Goal of the exercise:
Select every line in the entries below that contains the string "sign", and copy each one. Case counts.

[Point annotation data]
* BEGIN *

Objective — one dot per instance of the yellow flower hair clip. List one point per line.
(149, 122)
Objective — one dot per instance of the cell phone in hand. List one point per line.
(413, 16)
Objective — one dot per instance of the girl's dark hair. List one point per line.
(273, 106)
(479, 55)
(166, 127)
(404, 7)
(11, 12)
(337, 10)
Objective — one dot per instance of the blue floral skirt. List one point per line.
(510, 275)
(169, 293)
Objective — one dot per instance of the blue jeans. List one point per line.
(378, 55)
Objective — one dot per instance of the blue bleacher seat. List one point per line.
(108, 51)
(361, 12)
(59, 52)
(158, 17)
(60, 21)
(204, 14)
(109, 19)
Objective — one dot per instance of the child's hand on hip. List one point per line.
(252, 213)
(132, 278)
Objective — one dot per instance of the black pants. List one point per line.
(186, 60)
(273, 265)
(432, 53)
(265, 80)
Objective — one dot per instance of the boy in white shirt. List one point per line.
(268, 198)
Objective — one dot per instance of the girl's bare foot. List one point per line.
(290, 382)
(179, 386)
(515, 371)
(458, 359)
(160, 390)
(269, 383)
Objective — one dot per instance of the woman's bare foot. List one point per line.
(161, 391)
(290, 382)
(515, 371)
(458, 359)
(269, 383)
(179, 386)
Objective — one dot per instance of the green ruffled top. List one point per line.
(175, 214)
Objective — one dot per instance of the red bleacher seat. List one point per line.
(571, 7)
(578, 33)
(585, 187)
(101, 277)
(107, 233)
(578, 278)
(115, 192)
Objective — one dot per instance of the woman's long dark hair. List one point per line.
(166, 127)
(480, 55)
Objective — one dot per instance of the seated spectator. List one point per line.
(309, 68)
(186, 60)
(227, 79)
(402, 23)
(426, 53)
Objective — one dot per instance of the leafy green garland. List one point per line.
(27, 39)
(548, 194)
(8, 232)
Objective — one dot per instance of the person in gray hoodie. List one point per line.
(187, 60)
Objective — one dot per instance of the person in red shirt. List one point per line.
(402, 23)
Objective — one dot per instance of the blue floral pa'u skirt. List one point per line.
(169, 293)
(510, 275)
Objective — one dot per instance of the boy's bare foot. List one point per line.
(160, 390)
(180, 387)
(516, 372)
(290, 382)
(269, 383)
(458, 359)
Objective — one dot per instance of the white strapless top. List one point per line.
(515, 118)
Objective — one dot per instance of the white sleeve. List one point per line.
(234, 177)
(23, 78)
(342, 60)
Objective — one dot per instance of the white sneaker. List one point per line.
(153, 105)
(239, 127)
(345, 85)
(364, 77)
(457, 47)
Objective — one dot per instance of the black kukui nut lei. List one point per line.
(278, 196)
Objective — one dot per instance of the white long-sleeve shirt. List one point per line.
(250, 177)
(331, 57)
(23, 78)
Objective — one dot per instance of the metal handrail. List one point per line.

* END *
* BEGIN *

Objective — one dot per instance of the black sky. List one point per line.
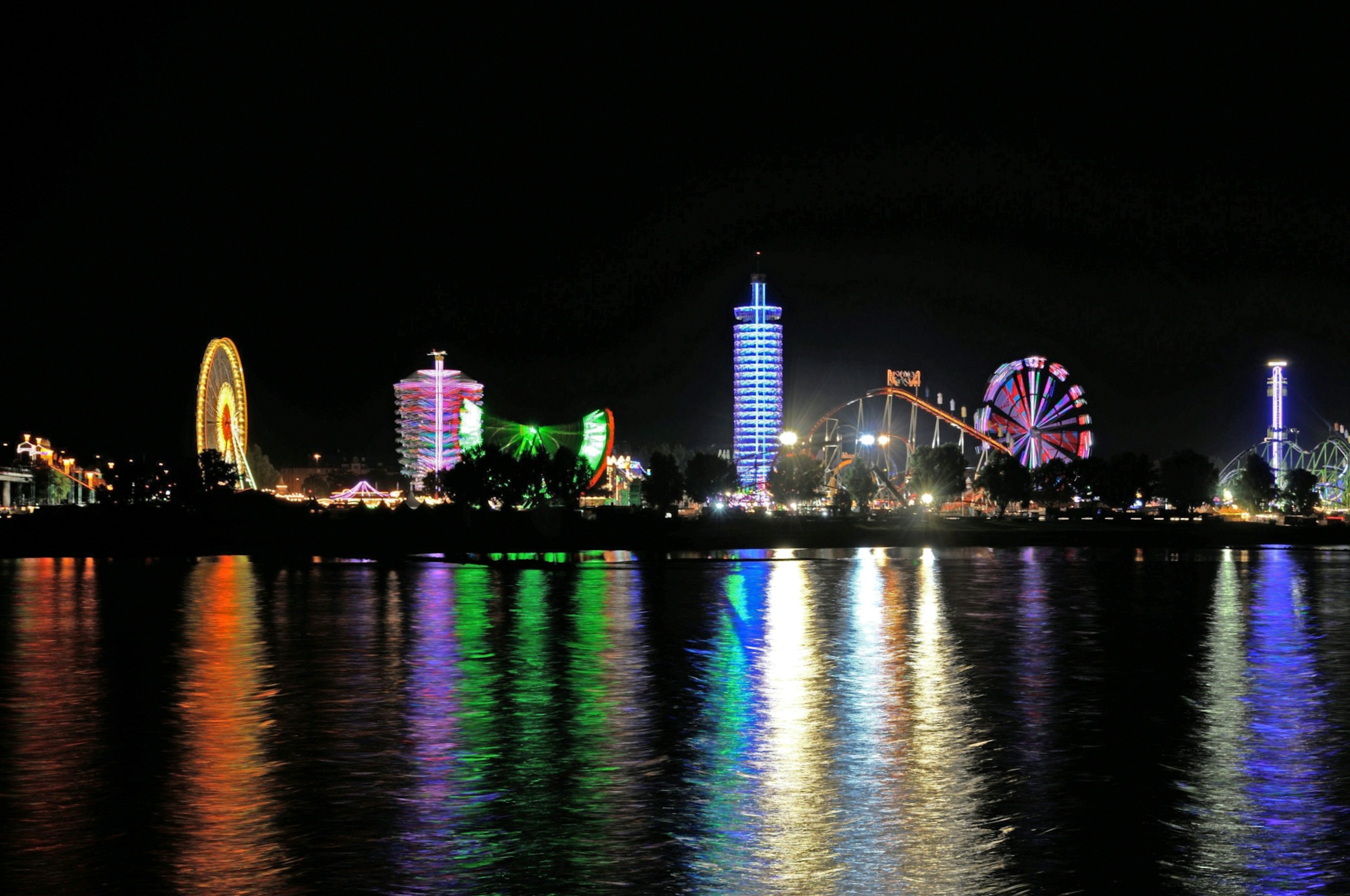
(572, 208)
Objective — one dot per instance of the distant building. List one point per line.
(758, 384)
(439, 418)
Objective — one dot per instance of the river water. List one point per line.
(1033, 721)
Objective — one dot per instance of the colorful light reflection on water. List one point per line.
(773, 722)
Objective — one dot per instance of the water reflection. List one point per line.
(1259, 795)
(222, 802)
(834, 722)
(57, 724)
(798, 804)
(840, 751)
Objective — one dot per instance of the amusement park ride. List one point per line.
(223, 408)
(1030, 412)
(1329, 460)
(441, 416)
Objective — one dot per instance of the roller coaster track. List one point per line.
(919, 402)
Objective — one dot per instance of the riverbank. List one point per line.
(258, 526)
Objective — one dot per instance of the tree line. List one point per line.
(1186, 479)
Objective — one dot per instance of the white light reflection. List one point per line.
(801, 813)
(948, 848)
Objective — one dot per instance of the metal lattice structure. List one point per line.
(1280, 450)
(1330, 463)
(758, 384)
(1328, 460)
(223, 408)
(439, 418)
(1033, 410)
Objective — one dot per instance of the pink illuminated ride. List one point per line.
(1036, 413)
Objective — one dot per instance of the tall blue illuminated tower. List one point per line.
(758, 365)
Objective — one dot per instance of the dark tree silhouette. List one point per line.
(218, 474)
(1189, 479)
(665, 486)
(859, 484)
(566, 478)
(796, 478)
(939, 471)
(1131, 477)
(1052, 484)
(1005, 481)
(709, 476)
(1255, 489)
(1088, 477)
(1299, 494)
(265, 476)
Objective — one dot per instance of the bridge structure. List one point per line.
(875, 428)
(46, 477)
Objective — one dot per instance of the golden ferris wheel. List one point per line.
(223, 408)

* END *
* BEGIN *

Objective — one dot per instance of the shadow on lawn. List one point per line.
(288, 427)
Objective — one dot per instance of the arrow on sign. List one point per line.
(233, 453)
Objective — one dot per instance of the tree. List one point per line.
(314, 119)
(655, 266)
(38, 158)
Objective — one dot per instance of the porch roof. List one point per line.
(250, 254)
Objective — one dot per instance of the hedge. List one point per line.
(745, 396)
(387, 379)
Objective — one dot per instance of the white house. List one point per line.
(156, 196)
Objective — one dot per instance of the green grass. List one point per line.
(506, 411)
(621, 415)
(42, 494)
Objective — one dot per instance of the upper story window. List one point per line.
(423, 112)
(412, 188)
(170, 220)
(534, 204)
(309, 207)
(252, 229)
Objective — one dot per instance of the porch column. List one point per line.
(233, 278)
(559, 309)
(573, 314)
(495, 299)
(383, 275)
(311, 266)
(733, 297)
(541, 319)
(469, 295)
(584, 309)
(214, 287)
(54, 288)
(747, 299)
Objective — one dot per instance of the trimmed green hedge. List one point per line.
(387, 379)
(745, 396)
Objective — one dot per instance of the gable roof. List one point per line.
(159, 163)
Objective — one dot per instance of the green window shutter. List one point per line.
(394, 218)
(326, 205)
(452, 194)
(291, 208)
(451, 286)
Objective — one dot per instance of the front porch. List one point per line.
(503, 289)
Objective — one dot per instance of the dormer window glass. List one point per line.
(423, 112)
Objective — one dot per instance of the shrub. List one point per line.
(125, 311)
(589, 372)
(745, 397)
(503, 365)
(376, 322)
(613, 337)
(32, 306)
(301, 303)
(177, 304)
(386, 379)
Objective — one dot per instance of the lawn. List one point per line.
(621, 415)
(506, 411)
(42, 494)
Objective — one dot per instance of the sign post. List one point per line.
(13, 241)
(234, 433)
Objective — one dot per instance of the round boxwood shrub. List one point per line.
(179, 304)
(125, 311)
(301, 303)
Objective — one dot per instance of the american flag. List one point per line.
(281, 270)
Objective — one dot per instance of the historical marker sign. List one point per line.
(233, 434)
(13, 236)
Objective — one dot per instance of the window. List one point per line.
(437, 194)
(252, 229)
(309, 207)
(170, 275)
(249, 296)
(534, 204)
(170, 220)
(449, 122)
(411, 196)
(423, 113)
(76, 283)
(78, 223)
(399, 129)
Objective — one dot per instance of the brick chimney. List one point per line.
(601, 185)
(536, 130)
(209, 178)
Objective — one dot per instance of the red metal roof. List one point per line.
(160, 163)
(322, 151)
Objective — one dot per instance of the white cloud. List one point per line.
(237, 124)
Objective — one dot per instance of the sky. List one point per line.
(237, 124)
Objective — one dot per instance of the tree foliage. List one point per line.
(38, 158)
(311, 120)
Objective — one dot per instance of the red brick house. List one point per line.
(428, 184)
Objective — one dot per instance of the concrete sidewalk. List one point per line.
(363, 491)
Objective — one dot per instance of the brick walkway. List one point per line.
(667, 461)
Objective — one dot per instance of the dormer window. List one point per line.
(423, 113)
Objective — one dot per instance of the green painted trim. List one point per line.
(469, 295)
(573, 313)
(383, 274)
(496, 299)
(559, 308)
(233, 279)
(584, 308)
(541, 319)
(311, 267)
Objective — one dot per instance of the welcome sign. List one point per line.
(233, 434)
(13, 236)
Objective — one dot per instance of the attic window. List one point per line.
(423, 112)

* END *

Correct output:
Objective — one dot per instance of the arrow on sign. List one point per line.
Objective — one dot per instance of the sign post. List one point per line.
Objective — one dot per instance of the historical marker sign. List one point per line.
Objective — one dot per instance of the welcome sign. List one point per line.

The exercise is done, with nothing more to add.